[Region pointing data]
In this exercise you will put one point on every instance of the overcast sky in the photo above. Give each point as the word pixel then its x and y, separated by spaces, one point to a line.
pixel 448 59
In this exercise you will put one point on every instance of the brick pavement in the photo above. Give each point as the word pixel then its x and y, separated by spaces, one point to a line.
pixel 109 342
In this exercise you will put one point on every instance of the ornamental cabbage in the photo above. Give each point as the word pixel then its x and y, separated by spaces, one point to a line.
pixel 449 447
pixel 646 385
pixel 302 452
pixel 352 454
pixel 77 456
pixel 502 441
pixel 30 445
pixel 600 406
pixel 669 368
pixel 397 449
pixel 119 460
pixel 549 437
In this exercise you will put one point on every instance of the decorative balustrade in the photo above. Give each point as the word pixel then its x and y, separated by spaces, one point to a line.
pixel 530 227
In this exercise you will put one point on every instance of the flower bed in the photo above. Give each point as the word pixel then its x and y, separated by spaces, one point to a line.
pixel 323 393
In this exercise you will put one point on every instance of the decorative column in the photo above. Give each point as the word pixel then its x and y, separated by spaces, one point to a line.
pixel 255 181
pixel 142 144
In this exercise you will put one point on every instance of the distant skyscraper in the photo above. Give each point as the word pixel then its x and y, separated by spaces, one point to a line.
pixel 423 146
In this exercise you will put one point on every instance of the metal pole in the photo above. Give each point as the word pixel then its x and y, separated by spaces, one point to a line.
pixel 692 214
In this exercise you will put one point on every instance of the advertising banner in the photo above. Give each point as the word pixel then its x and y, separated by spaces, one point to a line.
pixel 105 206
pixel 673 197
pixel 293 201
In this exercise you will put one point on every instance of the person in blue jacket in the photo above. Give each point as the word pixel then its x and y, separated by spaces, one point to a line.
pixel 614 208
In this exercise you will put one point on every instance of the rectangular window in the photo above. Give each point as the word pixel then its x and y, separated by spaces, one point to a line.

EXERCISE INSTRUCTIONS: Your answer must be every record above, retyped exactly.

WRITTEN SOLUTION:
In this exercise you will put one point on every instance of the overcast sky in the photo above. Give each point as the word pixel then its x and y, separated by spaces, one point to a line.
pixel 448 59
In this exercise you will put one point on every instance of the brick pavement in the photo above. Give each point as the word pixel then its x and y, separated by spaces, one point to a line.
pixel 109 342
In this exercise you will put one point on every instance of the ornamental cabbage in the photo above. Give each point as the word pixel then its x and y, separated by spaces, one point to a line.
pixel 449 447
pixel 646 385
pixel 302 452
pixel 352 454
pixel 77 456
pixel 502 441
pixel 30 445
pixel 600 406
pixel 669 368
pixel 397 449
pixel 119 460
pixel 549 437
In this exercise you will put one point on every instance of the decorative balustrade in the photo above. Give each point as the word pixel then its x and y, separated by spaces, one point to a line.
pixel 530 227
In this exercise you will put one point on every instance of the flower bed in the photo above. Give each point as the word pixel then its x and y, separated by spaces, one point to a line.
pixel 323 393
In this exercise you will put one point on every instance of the decorative column in the photo above. Give each point as the word pixel then its x and y, separated by spaces, one point to a line.
pixel 255 181
pixel 142 144
In this exercise you will put one point on every instance of the distant skyscraper in the photo above. Give each point as the word pixel then its x and y, separated by spaces, one point to a line.
pixel 423 146
In this exercise you will put one point on every instance of the metal pole in the photo above. Give each point as the word pixel then its x and y, separated by spaces, one point to a line.
pixel 692 214
In this exercise you will put one point on every instance of the advertising banner in the photo above. Give each point as the word pixel then its x and y, separated by spaces, one point to a line.
pixel 105 206
pixel 673 197
pixel 293 201
In this exercise you will put one point on every instance of the person in blue jacket in the photo above. Give each point as the word pixel then its x and y, separated by spaces, one point to a line.
pixel 614 208
In this exercise you will put one point on every instance of the rectangular window in the photo above. Give each point as the word pixel then its x and y, separated by spaces, one point to a line.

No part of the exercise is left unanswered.